* [Written request 1]
Count the lines in the rows below that contain the string "tree", treating case as significant. Reply with the number alone.
==== Source document
The Power of the Black Gay Dollar (Part 1)

The Power of the Black Gay Dollar (Part 1)
JL King

It’s sad that when we think of wealth and affluence, gays and lesbians are typically one of the last groups to come to mind. Outside of prejudices and homophobia against the gay community, there really isn’t an explanation for this misconception. Seeing that African American gays hold some of the best-paying jobs, why is it that most people seem oblivious to black gay wealth.

Throughout my research for this article, the premise that all gays are not the same continued to pop up. This theme was echoed in the 2006 article by author and advocate Herndon L. Davis when he stated, “Far too often the estimated $610 billion U.S. gay/lesbian market is tracked without significant regard to race or ethnicity while vast assumptions are made that all gays are basically the same, having similar interests and needs.” Davis added that a major challenge of black gays is, “…not being recognized as a viable marketing niche.”

You might wonder why the black gay community doesn’t receive the same respect as white gays when it comes to the aspect of finances. The primary issue is dollars spent by black gays and lesbians aren’t tracked as accurately as those spent by members of the white gay community. Events within the black gay community generally aren’t registered with the Conventions Bureau, so there’s no way to track their impact on the community at large.

There’s no denying that the large number of black gay individuals in the closet hinders the appearance of black gay affluence. The major excuse of corporate sponsors is they don’t understand the distinction between ethnic groups within the gay community and don’t see the need to spend money in multiple sectors of what they feel is the same demographic. What these sponsors are missing is the amount of money generated by black gay events. Atlanta Black PRIDE generally attracts more than one million visitors to the area resulting in tens of millions of dollars being infused into Atlanta’s economy.
========
==== Data entries
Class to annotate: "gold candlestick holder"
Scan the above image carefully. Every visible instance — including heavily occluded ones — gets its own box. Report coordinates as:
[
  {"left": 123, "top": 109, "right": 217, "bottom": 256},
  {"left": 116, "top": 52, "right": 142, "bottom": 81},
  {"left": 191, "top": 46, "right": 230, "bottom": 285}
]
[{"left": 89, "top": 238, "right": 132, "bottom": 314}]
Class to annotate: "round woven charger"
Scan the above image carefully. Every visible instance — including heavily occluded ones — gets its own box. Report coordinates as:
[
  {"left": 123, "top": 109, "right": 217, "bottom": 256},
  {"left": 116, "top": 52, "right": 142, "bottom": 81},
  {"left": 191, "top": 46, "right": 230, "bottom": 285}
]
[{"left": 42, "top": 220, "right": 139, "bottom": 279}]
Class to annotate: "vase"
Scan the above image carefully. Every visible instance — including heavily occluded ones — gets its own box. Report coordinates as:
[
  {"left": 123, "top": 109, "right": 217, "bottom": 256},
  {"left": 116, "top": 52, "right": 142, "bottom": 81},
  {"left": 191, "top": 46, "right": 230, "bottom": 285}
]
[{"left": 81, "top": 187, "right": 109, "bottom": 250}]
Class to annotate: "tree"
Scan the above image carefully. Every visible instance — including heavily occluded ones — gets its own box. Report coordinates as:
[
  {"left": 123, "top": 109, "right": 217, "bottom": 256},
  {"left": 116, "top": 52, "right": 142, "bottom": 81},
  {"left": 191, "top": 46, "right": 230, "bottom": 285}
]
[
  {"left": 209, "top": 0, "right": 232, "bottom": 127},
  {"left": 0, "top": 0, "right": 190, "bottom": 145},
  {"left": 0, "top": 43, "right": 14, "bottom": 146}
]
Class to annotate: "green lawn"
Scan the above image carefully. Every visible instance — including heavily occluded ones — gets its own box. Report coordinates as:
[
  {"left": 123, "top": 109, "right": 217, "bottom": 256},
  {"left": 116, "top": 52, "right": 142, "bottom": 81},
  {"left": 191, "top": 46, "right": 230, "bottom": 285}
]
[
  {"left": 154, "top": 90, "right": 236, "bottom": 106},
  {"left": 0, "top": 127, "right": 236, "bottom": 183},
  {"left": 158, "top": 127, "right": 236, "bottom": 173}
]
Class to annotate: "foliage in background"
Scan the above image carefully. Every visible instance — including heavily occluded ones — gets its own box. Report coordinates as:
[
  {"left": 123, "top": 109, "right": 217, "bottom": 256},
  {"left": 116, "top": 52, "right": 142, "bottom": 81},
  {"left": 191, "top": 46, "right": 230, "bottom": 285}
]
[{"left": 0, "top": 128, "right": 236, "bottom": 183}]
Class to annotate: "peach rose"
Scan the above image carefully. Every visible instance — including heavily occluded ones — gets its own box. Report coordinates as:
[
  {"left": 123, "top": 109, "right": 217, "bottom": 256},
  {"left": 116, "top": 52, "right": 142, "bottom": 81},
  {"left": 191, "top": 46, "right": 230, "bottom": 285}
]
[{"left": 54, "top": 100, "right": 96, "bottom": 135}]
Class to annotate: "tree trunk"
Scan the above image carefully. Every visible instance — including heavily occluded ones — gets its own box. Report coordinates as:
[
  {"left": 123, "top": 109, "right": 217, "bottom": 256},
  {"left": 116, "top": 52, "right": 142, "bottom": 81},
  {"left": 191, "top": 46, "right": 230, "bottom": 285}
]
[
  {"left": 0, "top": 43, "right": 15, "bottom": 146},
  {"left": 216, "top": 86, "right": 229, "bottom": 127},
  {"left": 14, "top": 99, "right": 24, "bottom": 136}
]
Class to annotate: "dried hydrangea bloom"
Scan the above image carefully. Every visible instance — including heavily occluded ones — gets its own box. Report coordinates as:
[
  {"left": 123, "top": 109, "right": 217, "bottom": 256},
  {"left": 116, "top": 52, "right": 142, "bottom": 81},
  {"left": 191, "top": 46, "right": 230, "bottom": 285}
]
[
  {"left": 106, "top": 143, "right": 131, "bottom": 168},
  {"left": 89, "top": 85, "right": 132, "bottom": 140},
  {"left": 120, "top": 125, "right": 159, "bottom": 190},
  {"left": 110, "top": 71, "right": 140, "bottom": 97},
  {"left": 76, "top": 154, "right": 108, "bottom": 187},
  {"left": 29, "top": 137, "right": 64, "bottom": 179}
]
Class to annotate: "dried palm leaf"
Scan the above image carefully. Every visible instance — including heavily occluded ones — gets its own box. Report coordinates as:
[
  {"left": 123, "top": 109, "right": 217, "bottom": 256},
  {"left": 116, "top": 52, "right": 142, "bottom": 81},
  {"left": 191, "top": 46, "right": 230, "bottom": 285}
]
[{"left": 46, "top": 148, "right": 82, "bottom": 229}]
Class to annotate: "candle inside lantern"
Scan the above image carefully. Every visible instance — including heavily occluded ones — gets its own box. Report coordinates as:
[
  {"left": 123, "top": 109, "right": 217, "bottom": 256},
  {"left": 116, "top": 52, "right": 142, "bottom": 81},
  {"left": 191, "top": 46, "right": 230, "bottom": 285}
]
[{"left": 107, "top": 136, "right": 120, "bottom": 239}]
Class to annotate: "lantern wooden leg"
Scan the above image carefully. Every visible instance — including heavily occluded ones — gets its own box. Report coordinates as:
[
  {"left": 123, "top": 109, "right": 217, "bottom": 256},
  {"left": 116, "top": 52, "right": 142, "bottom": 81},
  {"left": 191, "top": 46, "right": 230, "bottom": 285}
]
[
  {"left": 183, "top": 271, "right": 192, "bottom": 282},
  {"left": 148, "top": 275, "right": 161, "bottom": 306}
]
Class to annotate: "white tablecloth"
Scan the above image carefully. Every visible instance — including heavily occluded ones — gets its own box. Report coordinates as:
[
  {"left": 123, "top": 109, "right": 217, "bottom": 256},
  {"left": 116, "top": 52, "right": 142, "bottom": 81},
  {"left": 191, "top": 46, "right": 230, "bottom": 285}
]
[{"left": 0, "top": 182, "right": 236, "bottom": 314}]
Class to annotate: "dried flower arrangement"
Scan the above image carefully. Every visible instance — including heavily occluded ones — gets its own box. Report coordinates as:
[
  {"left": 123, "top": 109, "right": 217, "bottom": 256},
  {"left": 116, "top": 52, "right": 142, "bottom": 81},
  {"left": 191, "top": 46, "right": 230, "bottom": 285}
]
========
* [Written request 2]
Print the passage of the article on black gay spending power starting at "You might wonder" and ending at "community at large.".

* [Final answer 1]
2

* [Final answer 2]
You might wonder why the black gay community doesn’t receive the same respect as white gays when it comes to the aspect of finances. The primary issue is dollars spent by black gays and lesbians aren’t tracked as accurately as those spent by members of the white gay community. Events within the black gay community generally aren’t registered with the Conventions Bureau, so there’s no way to track their impact on the community at large.